Start of Records for the task

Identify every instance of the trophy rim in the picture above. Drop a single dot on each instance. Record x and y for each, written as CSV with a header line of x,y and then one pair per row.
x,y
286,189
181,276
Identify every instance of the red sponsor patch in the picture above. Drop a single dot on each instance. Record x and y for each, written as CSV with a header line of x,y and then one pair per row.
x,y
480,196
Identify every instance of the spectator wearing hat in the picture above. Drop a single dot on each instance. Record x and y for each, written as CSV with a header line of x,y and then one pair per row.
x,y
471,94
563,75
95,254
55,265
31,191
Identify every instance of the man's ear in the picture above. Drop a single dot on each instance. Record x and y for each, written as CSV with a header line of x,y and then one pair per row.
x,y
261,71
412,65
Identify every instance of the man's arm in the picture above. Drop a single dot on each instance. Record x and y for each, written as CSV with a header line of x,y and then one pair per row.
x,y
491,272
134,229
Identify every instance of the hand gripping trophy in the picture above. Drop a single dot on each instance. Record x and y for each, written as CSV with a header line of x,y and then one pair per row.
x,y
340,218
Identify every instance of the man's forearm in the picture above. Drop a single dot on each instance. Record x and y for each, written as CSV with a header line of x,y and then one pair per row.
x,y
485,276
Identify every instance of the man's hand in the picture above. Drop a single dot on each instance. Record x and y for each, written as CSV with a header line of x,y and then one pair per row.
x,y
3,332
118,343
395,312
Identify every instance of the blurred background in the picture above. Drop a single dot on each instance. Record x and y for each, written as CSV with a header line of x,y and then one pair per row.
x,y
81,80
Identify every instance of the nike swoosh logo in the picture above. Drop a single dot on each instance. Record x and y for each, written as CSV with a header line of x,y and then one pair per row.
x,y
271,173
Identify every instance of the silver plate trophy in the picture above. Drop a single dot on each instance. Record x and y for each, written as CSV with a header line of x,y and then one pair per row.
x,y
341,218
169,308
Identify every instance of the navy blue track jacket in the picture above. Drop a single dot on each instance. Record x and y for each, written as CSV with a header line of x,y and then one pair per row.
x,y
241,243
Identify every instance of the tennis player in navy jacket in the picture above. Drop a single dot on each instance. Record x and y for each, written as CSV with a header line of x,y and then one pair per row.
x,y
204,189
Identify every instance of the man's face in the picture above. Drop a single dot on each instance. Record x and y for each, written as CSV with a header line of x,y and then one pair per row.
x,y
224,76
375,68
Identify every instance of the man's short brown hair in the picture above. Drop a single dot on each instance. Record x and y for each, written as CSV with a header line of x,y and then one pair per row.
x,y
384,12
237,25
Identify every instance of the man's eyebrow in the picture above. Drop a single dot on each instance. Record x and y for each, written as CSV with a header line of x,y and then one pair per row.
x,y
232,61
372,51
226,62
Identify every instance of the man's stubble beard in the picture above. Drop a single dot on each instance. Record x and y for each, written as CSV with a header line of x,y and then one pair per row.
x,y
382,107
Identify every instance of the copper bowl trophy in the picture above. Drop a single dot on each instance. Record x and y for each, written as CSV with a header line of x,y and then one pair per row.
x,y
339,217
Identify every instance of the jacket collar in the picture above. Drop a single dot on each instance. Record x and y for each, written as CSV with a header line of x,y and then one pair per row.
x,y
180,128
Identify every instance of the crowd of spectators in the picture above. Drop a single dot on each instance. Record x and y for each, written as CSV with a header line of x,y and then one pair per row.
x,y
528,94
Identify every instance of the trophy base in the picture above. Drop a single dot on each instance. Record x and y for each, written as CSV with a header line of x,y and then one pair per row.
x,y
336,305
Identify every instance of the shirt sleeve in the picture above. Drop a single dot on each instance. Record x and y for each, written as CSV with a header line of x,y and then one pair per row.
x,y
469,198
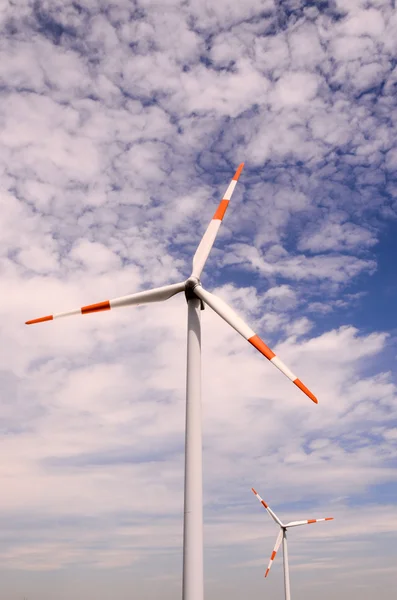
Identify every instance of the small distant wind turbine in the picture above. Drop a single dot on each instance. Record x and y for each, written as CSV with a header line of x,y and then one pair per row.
x,y
196,296
282,537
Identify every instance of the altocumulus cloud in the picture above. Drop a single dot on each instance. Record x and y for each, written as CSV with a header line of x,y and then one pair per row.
x,y
121,124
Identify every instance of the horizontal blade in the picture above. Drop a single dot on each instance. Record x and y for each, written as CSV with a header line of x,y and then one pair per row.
x,y
155,295
269,510
275,549
228,314
208,239
309,522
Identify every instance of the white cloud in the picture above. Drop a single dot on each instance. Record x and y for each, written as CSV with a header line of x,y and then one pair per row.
x,y
120,130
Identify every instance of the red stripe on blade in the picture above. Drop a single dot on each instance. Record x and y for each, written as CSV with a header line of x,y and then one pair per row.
x,y
220,211
95,307
261,346
305,390
41,320
238,172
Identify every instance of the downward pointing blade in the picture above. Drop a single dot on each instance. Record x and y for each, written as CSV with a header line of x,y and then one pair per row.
x,y
308,522
208,239
228,314
275,549
155,295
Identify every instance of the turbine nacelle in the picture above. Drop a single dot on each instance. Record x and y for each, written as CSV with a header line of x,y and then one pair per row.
x,y
282,535
194,289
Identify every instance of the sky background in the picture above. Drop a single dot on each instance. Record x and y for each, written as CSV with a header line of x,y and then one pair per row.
x,y
121,125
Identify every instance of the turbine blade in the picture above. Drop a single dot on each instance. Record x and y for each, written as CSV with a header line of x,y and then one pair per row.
x,y
273,555
155,295
269,510
208,239
309,522
228,314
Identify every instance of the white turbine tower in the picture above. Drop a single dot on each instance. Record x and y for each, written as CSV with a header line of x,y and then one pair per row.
x,y
197,296
282,537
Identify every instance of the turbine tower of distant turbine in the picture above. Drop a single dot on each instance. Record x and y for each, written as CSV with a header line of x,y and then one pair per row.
x,y
282,537
196,296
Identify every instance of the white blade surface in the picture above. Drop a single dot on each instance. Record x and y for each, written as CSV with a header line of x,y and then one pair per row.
x,y
269,510
208,239
275,549
308,522
228,314
155,295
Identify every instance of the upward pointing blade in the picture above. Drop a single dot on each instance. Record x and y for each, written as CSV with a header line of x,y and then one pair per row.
x,y
228,314
208,239
155,295
269,510
273,555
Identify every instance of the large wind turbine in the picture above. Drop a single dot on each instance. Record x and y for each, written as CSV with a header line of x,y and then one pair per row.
x,y
196,297
282,537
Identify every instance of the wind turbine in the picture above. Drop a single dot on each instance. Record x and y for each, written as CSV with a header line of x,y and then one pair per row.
x,y
282,537
197,297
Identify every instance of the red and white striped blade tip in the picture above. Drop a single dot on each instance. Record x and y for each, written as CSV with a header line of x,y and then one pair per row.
x,y
238,172
305,390
40,320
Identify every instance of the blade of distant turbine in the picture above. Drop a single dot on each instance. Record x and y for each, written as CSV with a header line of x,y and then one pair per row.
x,y
269,510
208,239
309,522
228,314
273,555
155,295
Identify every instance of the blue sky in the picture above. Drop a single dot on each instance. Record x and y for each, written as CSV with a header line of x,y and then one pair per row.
x,y
121,126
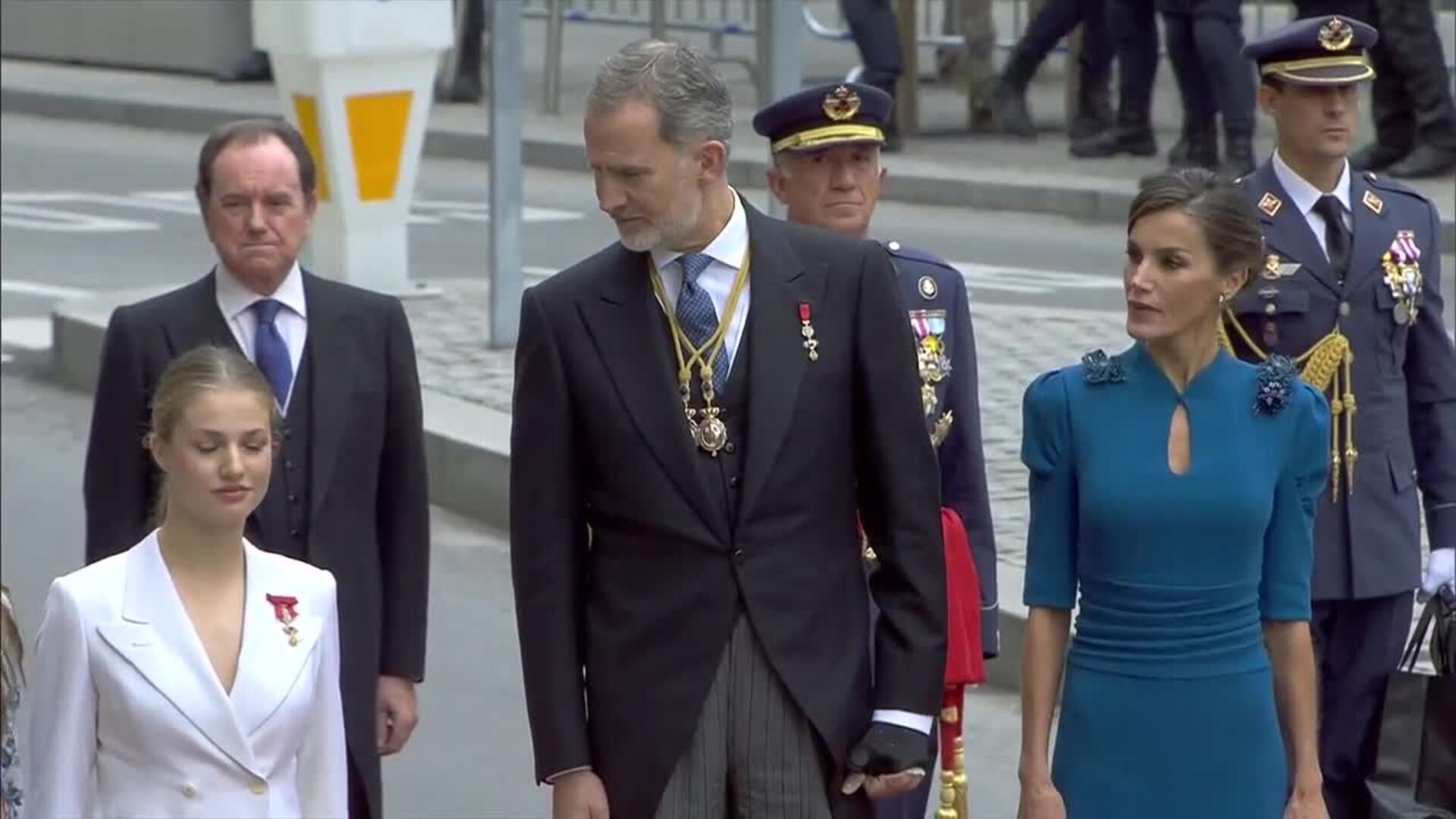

End of Records for the task

◆ **Your instructions**
Locate each line in the listing above that contains the string "tower" and copy those lines. The match is case-sensitive.

◆ **Correct response**
Identify every instance of the white turbine tower in the picture above. Drop a single dot on each instance. Record x and y for each, written as CSV with a header line of x,y and then one pair per row.
Identify every instance of the turbine tower of distant turbine in the picture above. Drop a single dot on each instance. Record x and y for each, written as CSV with a header line of x,y and then one pair per row.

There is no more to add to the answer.